## What is asked:
1. Summarize the order below in two sentences.
2. Put the lines of the records below into a numbered list, starting with the line that contains "Can you find the coffee crema?" and going on through the end of the records. Leave out blank lines and the pictures.

RICHARD LONDON, PETITIONER,
v.
R.J. SUBIA, ET AL., RESPONDENTS.



ORDER

Petitioner is a state prisoner proceeding pro se with a petition for writ of habeas corpus pursuant to 28 U.S.C. § 2254. Petitioner challenges the decision of the California Board of Parole Hearings (hereinafter "Board") to deny him parole at his June 22, 2006 parole consideration hearing. The matter was referred to a United States Magistrate Judge pursuant to 28 U.S.C. § 636(b)(1)(B) and Local Rule 302.

On August 13, 2010, the Magistrate Judge filed Findings and Recommendations ("F&Rs") herein, which were served on all parties and which contained notice to all parties that any objections to the F&Rs were to be filed within twenty days. Petitioner has filed objections to the F&Rs.

In accordance with the provisions of 28 U.S.C. § 636(b)(1)(C) and Local Rule 304, this court has conducted a de novo review of this case. Having carefully reviewed the entire file, this court declines to adopt the F&Rs.

## Data:
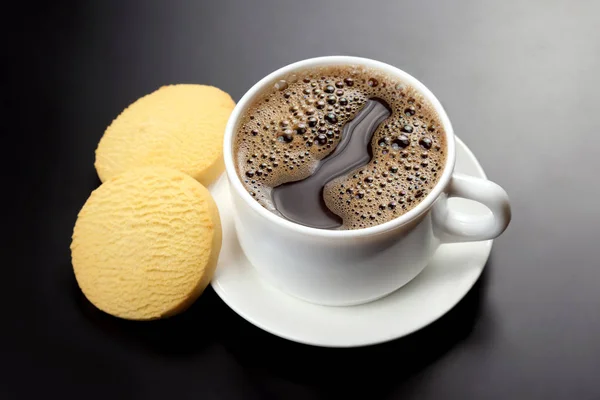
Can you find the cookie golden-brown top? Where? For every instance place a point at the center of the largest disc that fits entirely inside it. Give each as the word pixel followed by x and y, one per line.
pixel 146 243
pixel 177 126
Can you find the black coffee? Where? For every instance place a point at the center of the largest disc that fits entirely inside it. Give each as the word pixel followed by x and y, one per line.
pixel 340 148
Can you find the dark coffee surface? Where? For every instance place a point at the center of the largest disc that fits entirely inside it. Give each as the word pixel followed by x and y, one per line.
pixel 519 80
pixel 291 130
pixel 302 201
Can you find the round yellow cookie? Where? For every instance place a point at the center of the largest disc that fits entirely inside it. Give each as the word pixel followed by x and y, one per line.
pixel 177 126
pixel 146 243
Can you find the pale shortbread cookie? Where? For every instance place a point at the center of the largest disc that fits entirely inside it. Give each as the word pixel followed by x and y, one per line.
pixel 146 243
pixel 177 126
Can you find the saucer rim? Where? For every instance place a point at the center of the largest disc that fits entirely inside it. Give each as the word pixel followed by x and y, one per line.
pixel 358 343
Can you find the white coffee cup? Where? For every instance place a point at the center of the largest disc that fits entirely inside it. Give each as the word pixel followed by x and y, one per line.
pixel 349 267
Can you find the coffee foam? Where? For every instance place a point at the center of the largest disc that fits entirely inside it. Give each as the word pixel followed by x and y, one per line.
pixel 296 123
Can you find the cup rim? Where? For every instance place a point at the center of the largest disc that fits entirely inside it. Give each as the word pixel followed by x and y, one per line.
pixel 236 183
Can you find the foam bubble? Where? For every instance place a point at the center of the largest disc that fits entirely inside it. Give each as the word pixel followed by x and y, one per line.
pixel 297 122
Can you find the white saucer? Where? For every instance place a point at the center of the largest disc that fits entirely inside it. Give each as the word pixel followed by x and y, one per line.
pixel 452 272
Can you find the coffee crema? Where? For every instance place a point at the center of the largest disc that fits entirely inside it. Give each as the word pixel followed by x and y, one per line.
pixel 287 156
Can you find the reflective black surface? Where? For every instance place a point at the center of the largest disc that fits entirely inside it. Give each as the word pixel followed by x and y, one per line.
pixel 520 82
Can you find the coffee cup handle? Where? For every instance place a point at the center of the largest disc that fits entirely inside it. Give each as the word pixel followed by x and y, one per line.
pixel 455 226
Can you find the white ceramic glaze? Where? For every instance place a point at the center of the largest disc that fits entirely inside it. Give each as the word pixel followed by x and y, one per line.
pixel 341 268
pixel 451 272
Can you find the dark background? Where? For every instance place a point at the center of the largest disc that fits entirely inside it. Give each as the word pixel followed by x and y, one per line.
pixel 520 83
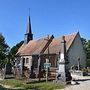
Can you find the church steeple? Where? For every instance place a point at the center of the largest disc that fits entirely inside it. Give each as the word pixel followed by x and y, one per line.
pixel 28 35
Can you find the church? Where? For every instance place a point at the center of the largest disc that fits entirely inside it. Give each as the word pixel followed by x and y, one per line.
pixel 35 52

## Task responses:
1. A state prisoner proceeding pro se seeks a writ of habeas corpus under 28 U.S.C. § 2254, challenging the California Board of Parole Hearings' decision to deny him parole at his June 22, 2006 hearing. The Magistrate Judge filed Findings and Recommendations on August 13, 2010, and the petitioner objected; after a de novo review of the entire file, the court declines to adopt them.

2.
1. Can you find the coffee crema? Where? For every instance place a point at the center of the largest disc that fits entirely inside it. Give each as the word pixel followed by x and y, one per line.
2. pixel 287 156
3. Can you find the reflective black surface? Where? For every instance place a point at the center of the largest disc that fits entirely inside it. Give each as the word pixel followed by x and y, one per line.
4. pixel 520 82
5. Can you find the coffee cup handle? Where? For every instance place a point at the center of the largest disc that fits entirely inside it. Give each as the word pixel followed by x and y, one per line.
6. pixel 455 226
7. Can you find the white ceramic glaze? Where? For every instance place a point at the center of the largest disc that fits entirely inside it. Give each as the word pixel followed by x and y, one per line.
8. pixel 341 268
9. pixel 451 272
10. Can you find the dark background? Where? For every instance place a point at the center of the largest disc that fits entirely inside it. Give each as the word pixel followed by x and y, one per line.
11. pixel 520 83
12. Can you find the church steeple? Where? For every instance place a point at the center of the largest disc that fits entirely inside it. Give each as the word pixel followed by x and y, one per line.
13. pixel 28 35
14. Can you find the church? Where? For every instance place a point at the center of the largest disc that fits entirely inside it. Give each as the word pixel followed by x and y, one per line.
15. pixel 35 52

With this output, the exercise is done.